> Exercise
From the line that contains "Note: pick out each instance of the black sunglasses" down to the last line of the data below, transcribe every line exactly.
------
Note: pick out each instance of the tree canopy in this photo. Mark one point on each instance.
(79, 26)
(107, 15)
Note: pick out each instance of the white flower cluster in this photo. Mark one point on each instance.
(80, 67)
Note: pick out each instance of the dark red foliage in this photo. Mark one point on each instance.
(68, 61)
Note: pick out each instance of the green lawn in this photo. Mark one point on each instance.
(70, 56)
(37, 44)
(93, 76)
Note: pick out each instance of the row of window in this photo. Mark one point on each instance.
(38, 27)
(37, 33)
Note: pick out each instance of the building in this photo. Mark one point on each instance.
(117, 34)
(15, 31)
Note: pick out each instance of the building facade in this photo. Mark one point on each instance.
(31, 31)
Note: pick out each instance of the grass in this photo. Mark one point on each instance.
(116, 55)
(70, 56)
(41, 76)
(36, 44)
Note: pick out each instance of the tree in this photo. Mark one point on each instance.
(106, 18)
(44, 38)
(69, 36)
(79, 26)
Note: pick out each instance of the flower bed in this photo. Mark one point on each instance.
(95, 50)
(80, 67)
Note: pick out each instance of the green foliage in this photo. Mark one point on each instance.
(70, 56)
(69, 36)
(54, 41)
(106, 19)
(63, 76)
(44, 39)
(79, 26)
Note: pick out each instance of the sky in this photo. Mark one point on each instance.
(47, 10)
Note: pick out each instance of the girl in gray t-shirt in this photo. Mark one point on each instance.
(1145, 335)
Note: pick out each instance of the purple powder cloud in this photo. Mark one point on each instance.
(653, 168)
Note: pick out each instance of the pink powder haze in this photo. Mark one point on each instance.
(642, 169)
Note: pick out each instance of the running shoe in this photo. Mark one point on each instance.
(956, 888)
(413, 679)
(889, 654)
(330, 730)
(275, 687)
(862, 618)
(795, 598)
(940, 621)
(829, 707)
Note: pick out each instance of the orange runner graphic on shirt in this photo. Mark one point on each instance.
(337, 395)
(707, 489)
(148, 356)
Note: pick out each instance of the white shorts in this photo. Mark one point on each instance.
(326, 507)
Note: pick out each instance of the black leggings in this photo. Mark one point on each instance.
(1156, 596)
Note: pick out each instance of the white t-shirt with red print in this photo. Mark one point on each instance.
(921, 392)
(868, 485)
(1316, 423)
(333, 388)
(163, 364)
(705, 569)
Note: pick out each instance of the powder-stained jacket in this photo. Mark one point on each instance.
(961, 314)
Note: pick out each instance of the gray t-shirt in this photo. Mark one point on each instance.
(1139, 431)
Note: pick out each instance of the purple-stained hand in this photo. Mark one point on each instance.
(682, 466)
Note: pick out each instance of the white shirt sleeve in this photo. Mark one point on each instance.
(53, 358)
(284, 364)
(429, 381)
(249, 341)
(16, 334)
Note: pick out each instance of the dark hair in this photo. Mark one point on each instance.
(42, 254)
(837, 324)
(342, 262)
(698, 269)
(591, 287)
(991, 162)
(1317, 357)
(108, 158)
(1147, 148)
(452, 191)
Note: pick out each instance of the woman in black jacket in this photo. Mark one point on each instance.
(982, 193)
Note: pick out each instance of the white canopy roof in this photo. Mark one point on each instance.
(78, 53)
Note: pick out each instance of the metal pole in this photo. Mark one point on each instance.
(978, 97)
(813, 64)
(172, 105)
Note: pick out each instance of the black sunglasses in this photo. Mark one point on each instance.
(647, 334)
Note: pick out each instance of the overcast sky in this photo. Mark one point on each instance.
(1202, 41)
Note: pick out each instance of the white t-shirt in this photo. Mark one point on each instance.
------
> Answer to the problem
Note: pick out each instance of the black sunglasses in this photo. Mark one point on each instance.
(647, 334)
Note: pick out each instance of the overcast sky in this photo. Mark one point on each instance.
(1202, 41)
Note: pick out each instance of the white t-shirt in this photo. Mark one point on each instance.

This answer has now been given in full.